_Work instructions_
Please rewrite in full the lines below, from the first one through the line holding "[[293, 342, 974, 666]]", inclusive. Multiply each box coordinate by 1.9 and round it to a whole number, rounding halves up, and leave all other text as it is.
----- Record list
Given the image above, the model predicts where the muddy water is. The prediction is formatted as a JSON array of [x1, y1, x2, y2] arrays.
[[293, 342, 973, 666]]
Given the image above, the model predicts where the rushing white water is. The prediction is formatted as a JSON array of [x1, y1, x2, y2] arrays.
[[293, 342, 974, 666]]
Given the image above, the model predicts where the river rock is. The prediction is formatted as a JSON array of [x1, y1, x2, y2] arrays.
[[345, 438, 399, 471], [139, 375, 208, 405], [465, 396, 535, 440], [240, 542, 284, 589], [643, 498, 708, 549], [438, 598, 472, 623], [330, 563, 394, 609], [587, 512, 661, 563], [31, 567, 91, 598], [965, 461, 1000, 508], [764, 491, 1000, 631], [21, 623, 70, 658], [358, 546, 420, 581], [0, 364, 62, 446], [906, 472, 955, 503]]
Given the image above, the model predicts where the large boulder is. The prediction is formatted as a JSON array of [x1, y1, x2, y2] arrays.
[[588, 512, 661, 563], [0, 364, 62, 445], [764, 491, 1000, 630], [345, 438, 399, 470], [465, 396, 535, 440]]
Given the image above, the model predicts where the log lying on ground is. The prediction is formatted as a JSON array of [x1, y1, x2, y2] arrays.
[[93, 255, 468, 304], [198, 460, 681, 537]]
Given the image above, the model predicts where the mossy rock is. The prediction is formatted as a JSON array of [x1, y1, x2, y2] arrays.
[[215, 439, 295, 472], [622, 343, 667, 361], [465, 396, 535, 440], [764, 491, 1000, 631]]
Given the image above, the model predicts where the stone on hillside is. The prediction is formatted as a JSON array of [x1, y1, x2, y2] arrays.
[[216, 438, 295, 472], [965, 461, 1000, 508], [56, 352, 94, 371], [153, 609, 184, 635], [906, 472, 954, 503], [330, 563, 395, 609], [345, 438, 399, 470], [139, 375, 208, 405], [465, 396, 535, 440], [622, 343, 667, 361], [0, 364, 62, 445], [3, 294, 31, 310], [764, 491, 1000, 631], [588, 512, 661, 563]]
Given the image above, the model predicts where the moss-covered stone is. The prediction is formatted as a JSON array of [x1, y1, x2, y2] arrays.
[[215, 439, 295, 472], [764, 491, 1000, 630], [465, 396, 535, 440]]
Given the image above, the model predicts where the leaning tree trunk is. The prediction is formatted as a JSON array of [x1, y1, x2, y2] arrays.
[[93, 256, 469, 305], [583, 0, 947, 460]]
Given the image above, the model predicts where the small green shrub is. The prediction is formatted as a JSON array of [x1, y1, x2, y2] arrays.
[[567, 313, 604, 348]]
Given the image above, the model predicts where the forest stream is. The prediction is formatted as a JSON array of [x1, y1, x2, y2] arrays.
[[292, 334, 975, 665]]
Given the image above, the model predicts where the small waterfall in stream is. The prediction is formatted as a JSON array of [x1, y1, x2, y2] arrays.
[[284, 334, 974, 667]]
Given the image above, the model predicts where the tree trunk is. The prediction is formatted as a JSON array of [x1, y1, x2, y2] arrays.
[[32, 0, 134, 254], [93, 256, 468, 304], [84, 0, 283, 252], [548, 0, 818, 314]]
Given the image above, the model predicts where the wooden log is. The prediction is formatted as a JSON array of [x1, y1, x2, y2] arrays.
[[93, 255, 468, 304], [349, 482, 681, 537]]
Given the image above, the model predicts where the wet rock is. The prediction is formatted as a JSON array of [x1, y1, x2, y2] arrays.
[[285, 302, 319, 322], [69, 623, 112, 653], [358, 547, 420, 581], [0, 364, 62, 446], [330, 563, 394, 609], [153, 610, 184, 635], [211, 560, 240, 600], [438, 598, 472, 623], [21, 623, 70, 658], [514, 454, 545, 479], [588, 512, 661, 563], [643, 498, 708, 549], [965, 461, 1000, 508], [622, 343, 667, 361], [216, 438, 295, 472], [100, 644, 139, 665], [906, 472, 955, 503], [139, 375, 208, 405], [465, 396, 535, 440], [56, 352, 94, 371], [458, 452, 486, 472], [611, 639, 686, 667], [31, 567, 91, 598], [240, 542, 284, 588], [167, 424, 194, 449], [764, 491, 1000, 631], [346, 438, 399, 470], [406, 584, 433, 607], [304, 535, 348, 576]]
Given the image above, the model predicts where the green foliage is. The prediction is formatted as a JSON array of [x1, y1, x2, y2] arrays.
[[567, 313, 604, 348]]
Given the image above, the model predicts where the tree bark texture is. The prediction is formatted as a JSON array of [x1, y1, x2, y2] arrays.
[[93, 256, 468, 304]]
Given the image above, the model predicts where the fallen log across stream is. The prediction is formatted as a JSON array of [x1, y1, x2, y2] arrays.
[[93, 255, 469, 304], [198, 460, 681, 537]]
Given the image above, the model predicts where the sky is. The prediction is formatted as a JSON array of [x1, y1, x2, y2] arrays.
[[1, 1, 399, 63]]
----------
_The solution_
Given the image above, the model predicts where the muddy water is. The prediction is formatted as a JSON array of [x1, y1, x2, y2] arrays.
[[557, 650, 1849, 1265]]
Given the image above, the model predicts where the rushing white water is. The prediction is formatted as a JSON array of [x1, y1, x2, y2] arrays.
[[557, 650, 1851, 1265]]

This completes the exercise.